[START]
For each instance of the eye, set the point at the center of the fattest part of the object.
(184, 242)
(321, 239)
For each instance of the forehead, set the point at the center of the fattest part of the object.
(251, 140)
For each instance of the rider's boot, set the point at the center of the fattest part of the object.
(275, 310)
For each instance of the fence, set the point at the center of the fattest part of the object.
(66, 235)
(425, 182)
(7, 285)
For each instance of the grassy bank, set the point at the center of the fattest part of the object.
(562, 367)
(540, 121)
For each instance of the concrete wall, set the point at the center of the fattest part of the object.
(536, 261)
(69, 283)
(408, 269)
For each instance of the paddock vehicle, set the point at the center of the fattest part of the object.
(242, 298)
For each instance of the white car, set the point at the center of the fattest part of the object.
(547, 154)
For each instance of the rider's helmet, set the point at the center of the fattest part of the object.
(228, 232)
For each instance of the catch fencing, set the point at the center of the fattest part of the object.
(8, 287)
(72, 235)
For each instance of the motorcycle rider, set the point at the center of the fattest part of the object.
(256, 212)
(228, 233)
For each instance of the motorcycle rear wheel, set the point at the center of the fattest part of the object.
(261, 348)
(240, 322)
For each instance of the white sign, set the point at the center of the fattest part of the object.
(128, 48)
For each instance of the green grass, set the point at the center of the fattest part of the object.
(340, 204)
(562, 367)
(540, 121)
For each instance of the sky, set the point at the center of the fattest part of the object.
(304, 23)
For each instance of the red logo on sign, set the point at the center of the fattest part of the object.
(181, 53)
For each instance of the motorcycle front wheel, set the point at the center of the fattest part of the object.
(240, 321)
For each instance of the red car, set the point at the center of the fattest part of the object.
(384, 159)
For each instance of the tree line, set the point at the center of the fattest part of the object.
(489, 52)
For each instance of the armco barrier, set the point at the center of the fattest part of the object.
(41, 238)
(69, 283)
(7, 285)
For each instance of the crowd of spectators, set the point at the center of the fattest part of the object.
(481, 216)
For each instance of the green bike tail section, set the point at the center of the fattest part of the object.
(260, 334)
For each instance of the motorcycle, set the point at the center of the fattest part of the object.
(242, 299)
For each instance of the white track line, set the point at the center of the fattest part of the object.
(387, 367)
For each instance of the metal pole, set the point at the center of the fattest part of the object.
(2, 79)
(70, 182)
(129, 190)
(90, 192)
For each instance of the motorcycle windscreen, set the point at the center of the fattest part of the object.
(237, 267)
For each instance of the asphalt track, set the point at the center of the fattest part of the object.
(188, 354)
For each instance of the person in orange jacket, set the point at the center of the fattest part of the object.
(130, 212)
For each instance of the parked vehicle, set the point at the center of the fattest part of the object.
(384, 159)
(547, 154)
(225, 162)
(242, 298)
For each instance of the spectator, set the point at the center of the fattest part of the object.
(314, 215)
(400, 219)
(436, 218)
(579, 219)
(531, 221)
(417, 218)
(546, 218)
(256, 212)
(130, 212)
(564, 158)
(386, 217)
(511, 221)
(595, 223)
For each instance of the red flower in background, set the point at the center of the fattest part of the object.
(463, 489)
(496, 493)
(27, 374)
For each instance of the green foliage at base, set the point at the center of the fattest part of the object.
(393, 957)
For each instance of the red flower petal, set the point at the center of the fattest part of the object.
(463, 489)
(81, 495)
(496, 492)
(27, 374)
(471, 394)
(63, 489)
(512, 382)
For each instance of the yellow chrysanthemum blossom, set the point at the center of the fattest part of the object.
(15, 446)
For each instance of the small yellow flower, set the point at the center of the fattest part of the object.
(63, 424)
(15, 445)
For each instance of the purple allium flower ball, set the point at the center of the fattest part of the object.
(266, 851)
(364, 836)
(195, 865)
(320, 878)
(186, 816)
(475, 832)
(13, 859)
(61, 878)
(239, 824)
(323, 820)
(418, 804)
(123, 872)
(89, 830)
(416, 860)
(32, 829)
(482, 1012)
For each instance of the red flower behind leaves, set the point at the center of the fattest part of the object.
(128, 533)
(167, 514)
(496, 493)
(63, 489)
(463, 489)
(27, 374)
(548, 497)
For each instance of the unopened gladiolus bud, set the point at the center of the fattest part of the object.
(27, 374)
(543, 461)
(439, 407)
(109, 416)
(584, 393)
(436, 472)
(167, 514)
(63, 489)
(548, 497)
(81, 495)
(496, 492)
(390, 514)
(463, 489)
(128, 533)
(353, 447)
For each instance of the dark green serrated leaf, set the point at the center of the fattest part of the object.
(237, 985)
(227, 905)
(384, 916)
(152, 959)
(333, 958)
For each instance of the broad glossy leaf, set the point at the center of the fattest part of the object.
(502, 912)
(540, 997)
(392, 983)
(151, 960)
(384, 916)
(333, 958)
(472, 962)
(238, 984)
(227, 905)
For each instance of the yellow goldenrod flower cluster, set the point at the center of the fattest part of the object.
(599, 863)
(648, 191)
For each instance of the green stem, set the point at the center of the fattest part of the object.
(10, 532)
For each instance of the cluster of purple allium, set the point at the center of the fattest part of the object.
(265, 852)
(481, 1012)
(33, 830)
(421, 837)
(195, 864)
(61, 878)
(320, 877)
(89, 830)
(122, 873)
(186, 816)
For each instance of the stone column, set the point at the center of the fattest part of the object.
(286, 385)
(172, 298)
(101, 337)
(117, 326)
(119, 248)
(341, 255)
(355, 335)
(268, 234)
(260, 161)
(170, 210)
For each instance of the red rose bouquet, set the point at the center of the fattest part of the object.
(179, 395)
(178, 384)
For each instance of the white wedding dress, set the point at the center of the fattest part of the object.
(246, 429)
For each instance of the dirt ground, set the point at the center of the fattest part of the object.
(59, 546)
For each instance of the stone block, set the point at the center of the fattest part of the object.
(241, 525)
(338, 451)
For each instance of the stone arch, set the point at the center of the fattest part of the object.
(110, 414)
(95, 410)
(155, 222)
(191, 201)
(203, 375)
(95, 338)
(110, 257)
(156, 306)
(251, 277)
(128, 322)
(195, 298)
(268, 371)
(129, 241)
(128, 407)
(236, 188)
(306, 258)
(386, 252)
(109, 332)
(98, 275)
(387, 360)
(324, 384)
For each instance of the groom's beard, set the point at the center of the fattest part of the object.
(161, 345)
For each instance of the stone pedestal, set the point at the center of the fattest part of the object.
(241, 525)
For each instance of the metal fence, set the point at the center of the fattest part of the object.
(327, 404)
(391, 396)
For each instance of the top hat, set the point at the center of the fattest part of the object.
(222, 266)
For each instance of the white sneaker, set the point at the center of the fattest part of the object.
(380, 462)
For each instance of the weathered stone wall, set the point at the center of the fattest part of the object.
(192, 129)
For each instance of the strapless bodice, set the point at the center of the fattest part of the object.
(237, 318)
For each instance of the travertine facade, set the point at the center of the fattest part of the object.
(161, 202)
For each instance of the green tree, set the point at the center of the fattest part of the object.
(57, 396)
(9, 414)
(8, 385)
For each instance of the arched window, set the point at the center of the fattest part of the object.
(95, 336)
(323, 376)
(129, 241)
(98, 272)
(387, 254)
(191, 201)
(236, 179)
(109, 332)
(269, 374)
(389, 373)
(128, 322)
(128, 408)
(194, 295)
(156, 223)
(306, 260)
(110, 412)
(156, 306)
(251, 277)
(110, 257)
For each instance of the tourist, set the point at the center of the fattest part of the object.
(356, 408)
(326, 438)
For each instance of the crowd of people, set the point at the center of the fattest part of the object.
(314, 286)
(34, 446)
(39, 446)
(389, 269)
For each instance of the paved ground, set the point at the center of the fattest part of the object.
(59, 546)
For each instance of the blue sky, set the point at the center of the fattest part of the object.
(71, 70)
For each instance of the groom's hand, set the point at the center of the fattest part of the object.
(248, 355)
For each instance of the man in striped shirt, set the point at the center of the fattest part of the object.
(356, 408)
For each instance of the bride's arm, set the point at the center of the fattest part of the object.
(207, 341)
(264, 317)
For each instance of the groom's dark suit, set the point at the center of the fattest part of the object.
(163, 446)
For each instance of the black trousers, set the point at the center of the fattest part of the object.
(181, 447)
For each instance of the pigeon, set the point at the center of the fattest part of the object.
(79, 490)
[END]
Goal: Repeat word for word the lines running from the line containing "For each instance of the paved" to the end of the entries above, inclusive.

Answer for this exercise:
For each instance of the paved ground, set the point at the center of the fattest part of the object.
(59, 546)
For each instance of the blue sky, set the point at the center of the fattest part of the object.
(71, 70)
For each instance of the groom's hand, set the point at the center of the fattest part of the object.
(248, 355)
For each instance of the man in striped shirt, set the point at the center of the fattest part of the object.
(356, 408)
For each instance of the bride's arm, set the point at the center of the fattest part of the object.
(207, 341)
(264, 317)
For each instance of the groom's dark suit, set the point at the center of the fattest part of the object.
(163, 446)
For each instance of the black trousers, set the point at the center of the fattest part of the object.
(181, 447)
For each instance of the pigeon, set the point at the center of the fattest part of the object.
(79, 490)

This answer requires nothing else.